[Region labeling records]
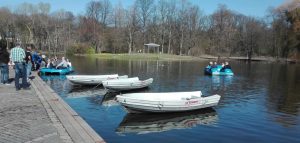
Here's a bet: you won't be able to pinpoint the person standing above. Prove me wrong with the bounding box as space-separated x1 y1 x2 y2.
0 39 9 85
10 43 29 91
25 45 33 79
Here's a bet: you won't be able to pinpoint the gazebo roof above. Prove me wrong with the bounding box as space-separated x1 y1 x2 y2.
144 43 160 47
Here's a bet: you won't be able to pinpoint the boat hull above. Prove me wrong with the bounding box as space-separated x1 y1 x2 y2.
117 92 221 113
204 66 234 76
67 74 128 85
39 68 73 75
102 78 153 90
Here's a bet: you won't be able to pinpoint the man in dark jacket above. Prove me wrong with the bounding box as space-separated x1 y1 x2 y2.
0 39 9 85
25 45 33 79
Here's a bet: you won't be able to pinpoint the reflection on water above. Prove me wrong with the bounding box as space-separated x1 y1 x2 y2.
116 108 218 134
38 57 300 143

### EXERCISE
Reproduce every line of the data above word for word, leaving out the pictures. Keep each line and each set of coordinates in its original order.

### FULL SOLUTION
Here's a bet: you won't be able to pinpoint the person standing above. Prove me wrong with the bounding box as space-separated x1 y1 x2 y2.
0 39 9 85
10 43 29 91
25 45 33 79
Here's a bet: you won't be able to pinpoint the gazebo roof above. Prove me wrong with the bounding box as space-separated x1 y1 x2 y2.
144 43 160 47
Here's a bet: you won't be able to pinpoint the boat hull above. Prove me wrong with the bounding box as space-separated x1 y1 x2 y2.
117 92 221 113
204 66 234 76
67 74 128 85
39 68 73 75
102 78 153 90
Here's a bet: you won't be able to pinpoint the man in dark jacket above. Prove me wrong with the bounding box as space-separated x1 y1 x2 y2.
0 39 9 85
25 45 33 79
Here's a bet: you won't be able to pinpoint the reflection on water above. Prove me wrong with the bounding box as space-separated x1 y1 x2 y2.
116 108 218 134
38 57 300 143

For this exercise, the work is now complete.